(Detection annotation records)
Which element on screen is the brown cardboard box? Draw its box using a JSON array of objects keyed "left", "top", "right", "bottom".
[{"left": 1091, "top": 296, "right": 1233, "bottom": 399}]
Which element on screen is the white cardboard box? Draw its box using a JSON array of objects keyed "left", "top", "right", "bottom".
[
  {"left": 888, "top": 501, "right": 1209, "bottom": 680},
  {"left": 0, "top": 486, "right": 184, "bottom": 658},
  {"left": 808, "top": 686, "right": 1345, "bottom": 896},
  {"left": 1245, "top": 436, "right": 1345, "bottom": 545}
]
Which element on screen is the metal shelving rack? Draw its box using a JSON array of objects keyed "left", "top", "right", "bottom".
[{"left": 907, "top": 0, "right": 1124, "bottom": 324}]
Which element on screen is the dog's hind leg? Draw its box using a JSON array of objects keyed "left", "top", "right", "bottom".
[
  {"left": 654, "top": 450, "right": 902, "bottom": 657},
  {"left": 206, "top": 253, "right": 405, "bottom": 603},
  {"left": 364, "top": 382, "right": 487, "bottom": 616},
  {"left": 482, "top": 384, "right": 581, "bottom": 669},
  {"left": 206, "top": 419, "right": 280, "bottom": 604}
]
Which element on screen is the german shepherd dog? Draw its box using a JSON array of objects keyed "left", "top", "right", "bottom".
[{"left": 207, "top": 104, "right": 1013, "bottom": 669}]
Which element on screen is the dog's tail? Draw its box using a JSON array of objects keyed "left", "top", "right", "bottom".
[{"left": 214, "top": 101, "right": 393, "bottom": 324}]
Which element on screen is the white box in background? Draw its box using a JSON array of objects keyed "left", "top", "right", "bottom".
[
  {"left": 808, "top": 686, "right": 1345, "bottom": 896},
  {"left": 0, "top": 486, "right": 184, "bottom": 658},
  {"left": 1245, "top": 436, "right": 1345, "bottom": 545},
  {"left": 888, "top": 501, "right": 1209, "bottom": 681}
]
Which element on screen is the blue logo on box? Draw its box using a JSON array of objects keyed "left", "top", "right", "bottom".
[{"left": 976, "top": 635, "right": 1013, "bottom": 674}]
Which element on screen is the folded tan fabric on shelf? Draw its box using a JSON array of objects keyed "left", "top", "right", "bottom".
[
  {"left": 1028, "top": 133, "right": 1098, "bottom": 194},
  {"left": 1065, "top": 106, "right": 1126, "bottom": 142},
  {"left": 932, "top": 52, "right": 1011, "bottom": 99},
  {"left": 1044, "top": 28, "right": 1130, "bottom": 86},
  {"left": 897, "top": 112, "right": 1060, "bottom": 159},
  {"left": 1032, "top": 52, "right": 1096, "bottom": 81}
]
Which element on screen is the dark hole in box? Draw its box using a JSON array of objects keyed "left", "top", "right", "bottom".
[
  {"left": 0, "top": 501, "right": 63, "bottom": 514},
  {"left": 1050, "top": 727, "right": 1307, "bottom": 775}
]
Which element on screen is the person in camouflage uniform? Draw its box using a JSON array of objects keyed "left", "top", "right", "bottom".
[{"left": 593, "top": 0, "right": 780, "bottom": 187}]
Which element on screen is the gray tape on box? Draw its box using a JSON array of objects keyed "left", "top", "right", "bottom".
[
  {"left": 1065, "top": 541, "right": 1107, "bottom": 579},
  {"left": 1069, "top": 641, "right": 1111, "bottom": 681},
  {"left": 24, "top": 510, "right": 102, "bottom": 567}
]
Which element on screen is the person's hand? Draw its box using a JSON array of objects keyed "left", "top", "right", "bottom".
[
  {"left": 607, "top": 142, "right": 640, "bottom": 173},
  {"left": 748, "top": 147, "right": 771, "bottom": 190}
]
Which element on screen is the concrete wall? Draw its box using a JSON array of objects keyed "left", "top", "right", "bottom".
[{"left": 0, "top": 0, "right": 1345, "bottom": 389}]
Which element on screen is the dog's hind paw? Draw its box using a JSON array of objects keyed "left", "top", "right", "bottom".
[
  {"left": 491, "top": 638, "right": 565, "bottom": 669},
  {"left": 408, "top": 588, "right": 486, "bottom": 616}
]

◆ REQUIREMENTS
Select every line of the listing that contains the word "person", and copy those lines.

◆ RESULT OF THIS TASK
Which element on screen is the person in camouflage uniform? Draw its box using a JSON array of objects keyed "left", "top", "right", "bottom".
Which element on screen is the person's hand? Draw its box using a JSON array of objects keyed "left", "top", "right", "bottom".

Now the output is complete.